▶ **READING TEXT**:
..............................

Skip to main content

Legacy Week National Launch, Australian War Memorial, Canberra

Check against delivery

Good morning, all. It’s a great honour for Linda and me to be with you again this morning for another launch of Legacy Week.

I acknowledge the traditional owners of the land on which we meet, the Ngunnawal People, and pay my respects to their elders, past and present, emerging leaders and all Aboriginal and Torres Strait Islanders gathered here today.

As you can imagine, both my program and Linda’s program have been a bit topsy-turvy since about mid-March this year. In an appointment, about 90 per cent of our time is spent engaging with the Australian public. We’ve found that’s not really been possible. We’ve pretty much been confined to the Northern Territory, the ACT and New South Wales. It has been difficult to get around. Our life has been a virtual life, using every means possible to reach out to the Australian public.

One of the things we've been doing is speaking to representatives from many of the charitable and not-for-profit organisations, including their CEOs and Chairs, about how the pandemic and lockdown has affected their businesses. It has not been a surprise to hear that they are finding it difficult. It is very hard to raise funds in these situations. Many who depend on an annual cycle of giving are finding it difficult to make ends meet. They’ve been innovative, they’ve adapted and they’ve got on with the job. In fact, we’ve come away from those interactions over the last three or four months very impressed and very proud with the quality of the men and women who lead those organisations.

..............................

▶ **EXCERPTED RECORDS**:
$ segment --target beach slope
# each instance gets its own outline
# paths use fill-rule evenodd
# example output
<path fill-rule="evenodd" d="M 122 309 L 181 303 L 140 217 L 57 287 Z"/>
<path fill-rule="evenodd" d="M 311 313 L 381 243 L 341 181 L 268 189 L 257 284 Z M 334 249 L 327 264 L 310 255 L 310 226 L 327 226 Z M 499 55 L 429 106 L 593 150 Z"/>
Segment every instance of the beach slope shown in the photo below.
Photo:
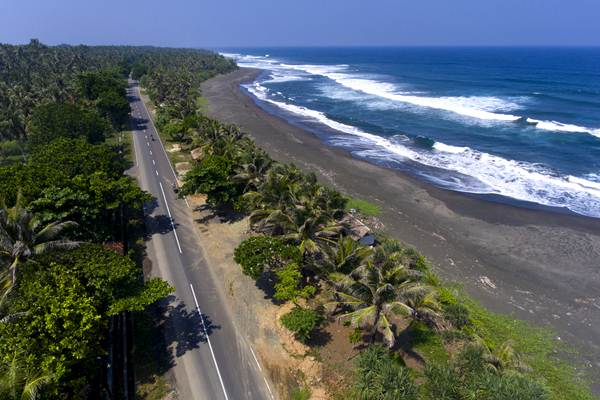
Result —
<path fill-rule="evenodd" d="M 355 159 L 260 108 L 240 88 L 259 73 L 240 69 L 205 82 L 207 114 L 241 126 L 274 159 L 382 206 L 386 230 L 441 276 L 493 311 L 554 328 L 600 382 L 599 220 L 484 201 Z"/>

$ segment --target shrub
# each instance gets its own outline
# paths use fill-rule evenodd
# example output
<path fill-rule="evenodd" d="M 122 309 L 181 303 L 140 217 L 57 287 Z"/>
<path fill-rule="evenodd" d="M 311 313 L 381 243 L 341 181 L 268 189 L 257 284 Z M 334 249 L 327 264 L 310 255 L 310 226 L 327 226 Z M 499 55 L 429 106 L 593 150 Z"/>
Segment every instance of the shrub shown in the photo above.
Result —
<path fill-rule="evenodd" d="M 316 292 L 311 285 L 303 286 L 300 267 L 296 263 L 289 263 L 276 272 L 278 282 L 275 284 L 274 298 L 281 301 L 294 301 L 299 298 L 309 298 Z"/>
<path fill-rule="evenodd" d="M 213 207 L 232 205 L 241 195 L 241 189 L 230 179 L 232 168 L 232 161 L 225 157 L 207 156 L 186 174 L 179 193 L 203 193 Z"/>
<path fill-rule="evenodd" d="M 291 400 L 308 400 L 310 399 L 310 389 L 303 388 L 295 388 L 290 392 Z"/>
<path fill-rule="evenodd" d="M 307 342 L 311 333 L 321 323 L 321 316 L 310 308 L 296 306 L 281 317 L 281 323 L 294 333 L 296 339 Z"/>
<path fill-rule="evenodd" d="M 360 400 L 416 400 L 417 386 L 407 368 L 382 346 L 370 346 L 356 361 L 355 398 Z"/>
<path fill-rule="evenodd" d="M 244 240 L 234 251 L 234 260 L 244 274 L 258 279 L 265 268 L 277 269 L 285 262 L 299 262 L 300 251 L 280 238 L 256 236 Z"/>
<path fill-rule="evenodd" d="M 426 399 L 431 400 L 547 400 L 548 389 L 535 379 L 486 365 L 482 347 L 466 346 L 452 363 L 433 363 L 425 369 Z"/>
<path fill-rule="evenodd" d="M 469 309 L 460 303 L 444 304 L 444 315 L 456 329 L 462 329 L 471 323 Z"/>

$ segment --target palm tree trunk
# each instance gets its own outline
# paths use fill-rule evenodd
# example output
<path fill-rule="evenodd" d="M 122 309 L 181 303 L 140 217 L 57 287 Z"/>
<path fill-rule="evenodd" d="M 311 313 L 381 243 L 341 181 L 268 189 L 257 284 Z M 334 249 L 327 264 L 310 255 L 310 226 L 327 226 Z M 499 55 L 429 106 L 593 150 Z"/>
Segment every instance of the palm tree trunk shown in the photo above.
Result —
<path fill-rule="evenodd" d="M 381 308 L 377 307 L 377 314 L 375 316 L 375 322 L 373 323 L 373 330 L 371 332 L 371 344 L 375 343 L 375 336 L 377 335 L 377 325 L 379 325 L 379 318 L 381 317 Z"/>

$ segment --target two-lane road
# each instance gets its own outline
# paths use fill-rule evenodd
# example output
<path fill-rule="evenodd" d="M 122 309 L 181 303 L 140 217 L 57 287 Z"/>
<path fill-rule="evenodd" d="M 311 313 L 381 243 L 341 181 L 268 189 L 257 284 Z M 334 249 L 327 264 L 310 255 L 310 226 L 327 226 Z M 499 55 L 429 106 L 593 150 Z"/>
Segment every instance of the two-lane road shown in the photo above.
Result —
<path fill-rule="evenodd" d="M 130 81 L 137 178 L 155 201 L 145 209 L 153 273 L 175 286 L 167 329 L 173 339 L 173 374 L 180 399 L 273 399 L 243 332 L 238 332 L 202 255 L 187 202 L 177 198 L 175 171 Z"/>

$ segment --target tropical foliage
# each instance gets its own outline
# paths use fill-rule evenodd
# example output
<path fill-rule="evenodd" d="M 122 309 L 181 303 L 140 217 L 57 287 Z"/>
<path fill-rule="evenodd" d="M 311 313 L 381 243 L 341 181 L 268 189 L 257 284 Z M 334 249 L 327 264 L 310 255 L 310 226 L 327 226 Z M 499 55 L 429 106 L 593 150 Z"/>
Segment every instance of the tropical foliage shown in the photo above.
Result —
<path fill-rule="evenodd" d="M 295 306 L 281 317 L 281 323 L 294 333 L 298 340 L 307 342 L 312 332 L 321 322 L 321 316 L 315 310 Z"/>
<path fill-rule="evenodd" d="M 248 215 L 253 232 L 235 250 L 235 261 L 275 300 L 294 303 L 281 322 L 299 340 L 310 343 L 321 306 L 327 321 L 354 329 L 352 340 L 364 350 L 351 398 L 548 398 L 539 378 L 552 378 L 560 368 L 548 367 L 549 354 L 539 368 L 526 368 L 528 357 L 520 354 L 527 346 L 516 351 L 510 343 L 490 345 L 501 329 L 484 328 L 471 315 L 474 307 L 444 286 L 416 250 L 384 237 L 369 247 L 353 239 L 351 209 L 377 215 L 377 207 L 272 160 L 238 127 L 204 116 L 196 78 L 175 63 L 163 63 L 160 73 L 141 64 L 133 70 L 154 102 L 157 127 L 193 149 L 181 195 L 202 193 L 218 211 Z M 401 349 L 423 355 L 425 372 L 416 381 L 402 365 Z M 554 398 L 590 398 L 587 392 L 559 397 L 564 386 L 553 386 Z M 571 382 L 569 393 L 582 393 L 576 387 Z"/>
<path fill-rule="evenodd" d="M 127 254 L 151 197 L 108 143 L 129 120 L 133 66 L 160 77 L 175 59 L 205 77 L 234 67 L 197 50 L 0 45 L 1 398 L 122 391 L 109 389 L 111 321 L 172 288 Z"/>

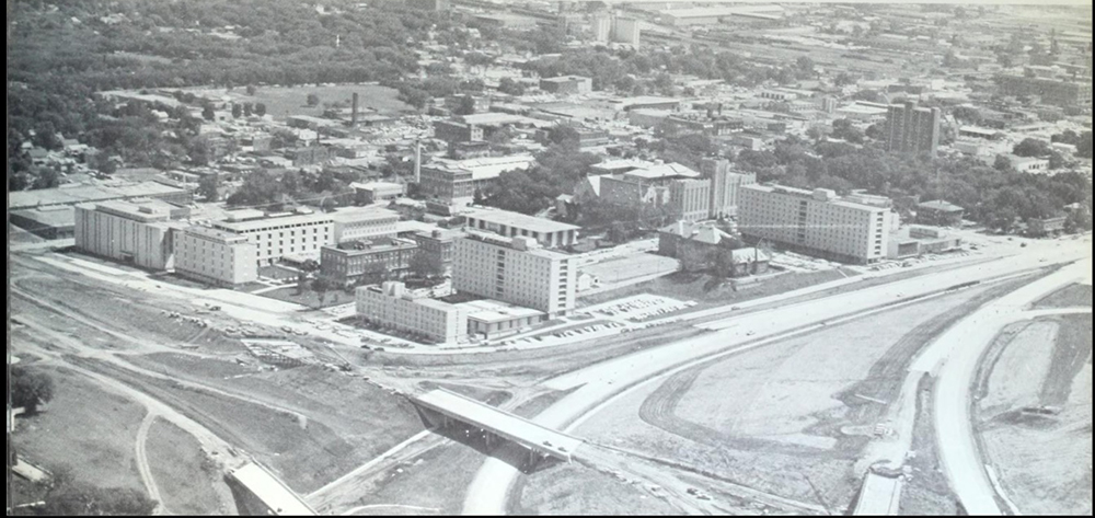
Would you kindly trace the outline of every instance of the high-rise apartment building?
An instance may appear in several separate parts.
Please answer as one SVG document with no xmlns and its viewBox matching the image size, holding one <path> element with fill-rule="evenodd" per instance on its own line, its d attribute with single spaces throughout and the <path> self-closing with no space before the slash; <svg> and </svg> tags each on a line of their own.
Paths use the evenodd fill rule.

..............................

▶ **QUESTIONS ON THE MATERIAL**:
- A) Please print the part of the Legacy Week speech that opens with the words containing "One of the things" and closes with "lead those organisations.".
- B) From the Legacy Week speech, list every state or territory the speaker says the couple have mostly been confined to.

▶ **SOLUTIONS BY TASK**:
- A)
One of the things we've been doing is speaking to representatives from many of the charitable and not-for-profit organisations, including their CEOs and Chairs, about how the pandemic and lockdown has affected their businesses. It has not been a surprise to hear that they are finding it difficult. It is very hard to raise funds in these situations. Many who depend on an annual cycle of giving are finding it difficult to make ends meet. They’ve been innovative, they’ve adapted and they’ve got on with the job. In fact, we’ve come away from those interactions over the last three or four months very impressed and very proud with the quality of the men and women who lead those organisations.

- B)
- the Northern Territory
- the ACT
- New South Wales